▸ WAS ZU TUN IST:
(a) Wo vermutet ElFunghi im Forenthread zum Desktop-Pfad die Einstellung für den Pfad, über den Windows auf den Desktop zugreift?
(b) Schreibe den Forenthread zum Desktop-Pfad im Anschluss an seinen letzten Satz weiter.
::: BEREITGESTELLTER TEXT
# Desktop Pfad ändern?



## ElFunghi (9. Juni 2003)

Moin,
also ich möchte gerne meinen Desktop Ordner auf eine andre Partition legen, da ich viel an Win hermspiele kann da auch desöfteren mal was kaputt gehn *lol*, und da aufm Desktop viele wichtige dateien sind die ich brauche, kann ich mir eine Formatierung dauernd nicht leisten!
Deswegen möchte ich gerne den Pfad auf den Win zum Desktop zugreift ändern, weis einer wo man diesen findet? Wahrscheinlich inner registry aber wo da?

PS: HEY, nur EINEN Thread löschen *rofl*

*Das kannst Du selbst: Edit -> dann Häkchen bei Delete und Schaltfläche... ( habs erledigt )*


----------



## Thomas Lindner (9. Juni 2003)

Hallo!

Wollte neulichst genau das selbe erreichen:

http://www.tutorials.de/tutorials77592.html

Webcutdirector


----------



## tuxracer (1. Juli 2003)

wieso den ganzen desktop verlagern.
::::::
::: ZEILEN DES DATENSATZES
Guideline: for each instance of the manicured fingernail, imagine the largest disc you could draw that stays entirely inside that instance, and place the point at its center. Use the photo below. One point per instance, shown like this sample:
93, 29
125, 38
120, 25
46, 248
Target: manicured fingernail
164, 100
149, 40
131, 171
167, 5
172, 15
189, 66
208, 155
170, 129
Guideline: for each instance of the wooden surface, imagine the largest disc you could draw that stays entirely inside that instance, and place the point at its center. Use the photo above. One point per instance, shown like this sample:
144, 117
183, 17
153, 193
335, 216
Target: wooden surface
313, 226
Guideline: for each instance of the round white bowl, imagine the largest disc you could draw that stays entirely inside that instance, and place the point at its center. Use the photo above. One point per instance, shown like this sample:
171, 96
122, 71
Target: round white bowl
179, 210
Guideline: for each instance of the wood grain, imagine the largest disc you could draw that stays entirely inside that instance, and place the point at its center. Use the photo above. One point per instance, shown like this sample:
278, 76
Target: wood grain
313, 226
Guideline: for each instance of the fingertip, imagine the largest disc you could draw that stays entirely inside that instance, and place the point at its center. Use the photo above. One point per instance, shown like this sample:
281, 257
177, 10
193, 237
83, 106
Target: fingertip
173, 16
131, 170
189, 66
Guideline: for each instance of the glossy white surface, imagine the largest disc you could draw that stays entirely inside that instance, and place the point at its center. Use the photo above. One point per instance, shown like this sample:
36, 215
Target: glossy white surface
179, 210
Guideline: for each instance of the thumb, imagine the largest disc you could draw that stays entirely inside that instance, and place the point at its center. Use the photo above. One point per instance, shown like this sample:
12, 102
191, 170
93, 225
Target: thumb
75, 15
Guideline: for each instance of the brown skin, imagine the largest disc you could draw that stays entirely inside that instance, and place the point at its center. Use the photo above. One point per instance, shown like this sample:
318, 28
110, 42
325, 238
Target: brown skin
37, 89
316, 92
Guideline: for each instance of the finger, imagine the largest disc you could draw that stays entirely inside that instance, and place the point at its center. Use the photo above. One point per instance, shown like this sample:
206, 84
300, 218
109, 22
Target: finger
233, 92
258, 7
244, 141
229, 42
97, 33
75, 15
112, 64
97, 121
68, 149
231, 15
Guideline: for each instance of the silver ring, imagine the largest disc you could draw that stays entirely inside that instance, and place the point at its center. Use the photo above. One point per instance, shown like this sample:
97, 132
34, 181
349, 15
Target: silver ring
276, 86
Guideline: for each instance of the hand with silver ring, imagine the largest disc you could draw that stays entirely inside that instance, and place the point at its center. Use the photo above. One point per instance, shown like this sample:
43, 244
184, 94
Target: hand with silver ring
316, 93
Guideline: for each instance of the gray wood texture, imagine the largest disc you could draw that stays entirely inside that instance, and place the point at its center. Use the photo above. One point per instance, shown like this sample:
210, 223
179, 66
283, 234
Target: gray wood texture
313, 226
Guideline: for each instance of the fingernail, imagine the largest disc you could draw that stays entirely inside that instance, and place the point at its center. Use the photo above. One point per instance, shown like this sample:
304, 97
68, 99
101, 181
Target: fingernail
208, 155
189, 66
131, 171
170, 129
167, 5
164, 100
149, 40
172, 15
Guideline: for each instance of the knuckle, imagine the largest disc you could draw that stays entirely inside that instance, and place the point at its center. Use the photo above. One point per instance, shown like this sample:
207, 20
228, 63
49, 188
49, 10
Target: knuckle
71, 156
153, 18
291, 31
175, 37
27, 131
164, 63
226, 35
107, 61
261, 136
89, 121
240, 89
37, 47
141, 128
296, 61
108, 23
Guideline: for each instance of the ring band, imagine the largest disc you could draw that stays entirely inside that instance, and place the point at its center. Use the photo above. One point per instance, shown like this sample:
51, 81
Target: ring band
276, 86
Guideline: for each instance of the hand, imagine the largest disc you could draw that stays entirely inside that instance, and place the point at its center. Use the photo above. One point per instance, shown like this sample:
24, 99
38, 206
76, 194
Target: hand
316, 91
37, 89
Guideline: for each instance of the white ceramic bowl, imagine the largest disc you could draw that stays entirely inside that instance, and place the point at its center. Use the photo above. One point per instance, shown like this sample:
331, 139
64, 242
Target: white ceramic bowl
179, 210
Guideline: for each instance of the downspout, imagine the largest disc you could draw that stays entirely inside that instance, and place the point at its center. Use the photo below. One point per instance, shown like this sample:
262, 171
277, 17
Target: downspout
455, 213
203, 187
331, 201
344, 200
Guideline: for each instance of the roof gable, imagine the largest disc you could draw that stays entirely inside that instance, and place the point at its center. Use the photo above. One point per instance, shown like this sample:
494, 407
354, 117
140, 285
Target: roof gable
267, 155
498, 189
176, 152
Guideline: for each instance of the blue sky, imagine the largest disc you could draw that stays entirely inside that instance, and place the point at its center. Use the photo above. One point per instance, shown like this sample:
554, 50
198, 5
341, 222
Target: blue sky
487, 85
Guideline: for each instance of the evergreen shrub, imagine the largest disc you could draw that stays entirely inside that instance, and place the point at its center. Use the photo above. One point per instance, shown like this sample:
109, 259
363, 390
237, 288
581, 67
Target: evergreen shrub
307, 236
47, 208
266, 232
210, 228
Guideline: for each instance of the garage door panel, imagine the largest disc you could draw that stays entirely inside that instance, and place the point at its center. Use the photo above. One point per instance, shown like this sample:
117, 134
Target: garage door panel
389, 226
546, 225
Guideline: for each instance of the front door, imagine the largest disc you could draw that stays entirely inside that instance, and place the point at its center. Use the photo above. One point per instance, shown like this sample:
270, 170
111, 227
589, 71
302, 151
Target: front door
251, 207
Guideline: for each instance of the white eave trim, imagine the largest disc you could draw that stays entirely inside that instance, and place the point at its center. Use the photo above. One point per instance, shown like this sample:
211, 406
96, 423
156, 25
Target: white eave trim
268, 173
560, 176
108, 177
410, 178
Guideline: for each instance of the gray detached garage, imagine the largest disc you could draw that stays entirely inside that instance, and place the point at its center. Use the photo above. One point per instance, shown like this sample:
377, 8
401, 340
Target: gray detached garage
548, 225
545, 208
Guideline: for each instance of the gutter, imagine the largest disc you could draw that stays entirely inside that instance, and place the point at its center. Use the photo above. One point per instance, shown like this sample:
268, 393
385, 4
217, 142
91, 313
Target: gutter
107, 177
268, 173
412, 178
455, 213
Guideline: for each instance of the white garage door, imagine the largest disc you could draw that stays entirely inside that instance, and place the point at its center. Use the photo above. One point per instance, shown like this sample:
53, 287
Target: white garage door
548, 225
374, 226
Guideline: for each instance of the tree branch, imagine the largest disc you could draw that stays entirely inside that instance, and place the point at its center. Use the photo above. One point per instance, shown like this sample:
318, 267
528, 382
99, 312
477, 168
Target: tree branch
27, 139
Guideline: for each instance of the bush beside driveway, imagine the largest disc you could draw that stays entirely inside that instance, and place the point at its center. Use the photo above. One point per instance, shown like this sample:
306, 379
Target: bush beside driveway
::::::
▸ ERGEBNISSE JE AUFGABE:
(a) In der Registry.

(b)
ich für meinen teil speichere direkt aufm Desktop nur Verknüpfungen

wenn Ihr das was Ihr da beschreibt, in einem Betrieb mit servergespeicherten Profilen machen würdet, ich glaub der Admin würde euch lynchen.
da wird ein Profil mal schnell ein paarhundert Megas gross, wenn man alles einfach auf den Desktop knallt, und dieses Profil wird jeden Morgen beim anmelden vom Server geladen.Das ganze netz geht in die knie wenn sich so z.B 100 Mitarbeiter je 100MB vom Server saugen.

wenn Ihr schnellen zugriff auf das zeugs wollt, wieso nicht den Ordner Eigene dateien verwenden?
mit diesem ist es viel einfacher, den Zielpfad, sprich den speicherort zu ändern.
Rechtsklick auf Eigene Dateien/Eigenschaften /verschieben

und da zum gewünschten Speicherort browsen.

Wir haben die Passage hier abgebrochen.